TEXT EXTRACT:
An AWS Lambda, built using AWS SAM, which iterates through the geocore folder and appends each geojson file to a single parquet file (records.parquet). The parquet format is a columnar, binary data store (w/ snappy compression), meaning Athena SQL queries will only scan the specified columns of data instead of the entire JSON file. Additionally, having all of the JSON files in a single parquet file reduces the I/O overhead of Athena. Together these factors reduces time and money (amount of data scanned + number of S3 GET requests) by up to 90%.
A nice parquet viewer can be found here (warning .exe
): https://github.com/mukunku/ParquetViewer/releases
This program can be triggered when a new JSON record is detected although is currently being run on an hourly time schedule.
Creation of a lambda function called geocore-to-parquet which iterates through the geocore folder and appends each geojson file to a single parquet file.

JOBS:
1. Please repeat the parquet Lambda text starting with "Creation of a" and going on through "single parquet file.", substituting "geojson-to-parquet" for "geocore-to-parquet".
2. Carry the parquet Lambda text forward, beginning after its final sentence.

AVAILABLE DATA:
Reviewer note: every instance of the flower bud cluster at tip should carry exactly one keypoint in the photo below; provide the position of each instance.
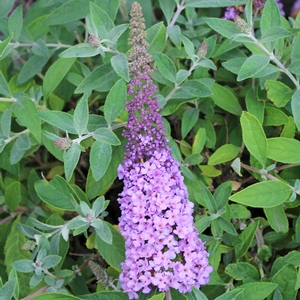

FINAL RESULTS:
1.
Creation of a lambda function called geojson-to-parquet which iterates through the geocore folder and appends each geojson file to a single parquet file.

2.
cd geocore_to_parquet
sam build
sam local invoke
sam deploy --guided
Zip deployment of this project is complicated since the default python libraries exceed the imposed 250MB uncompressed size limit of a zipped AWS Lambda function. Therefore, it is needed to download the size-optimized AWS Wrangler Layers to bypass this issue.
First, go to:
https://github.com/awslabs/aws-data-wrangler/releases
and select the proper python version. For example, for python 3.7, download: awswrangler-layer-2.12.1-py3.7.zip
Afterwards, copy botocore and boto3 libraries into the folder along with app.py. Note: botocore and boto3 come with the environment, but it is good practise to 'lock' these libraries for maximum compatability.
Change directory (cd) into the folder and use zip to create the zip package. I.e., zip -r geocore-to-parquet.zip ../app.py ./*
Here, I assume a CloudFormation template has been created externally to extract the enviropment variables.
If size was not an issue, we can use pip install
and target the requirements.txt
to install the libraries inside of a new folder (say 'my_lambda') and run the following commands.
Note: the app.py and any source code must appear in the root of the zip package.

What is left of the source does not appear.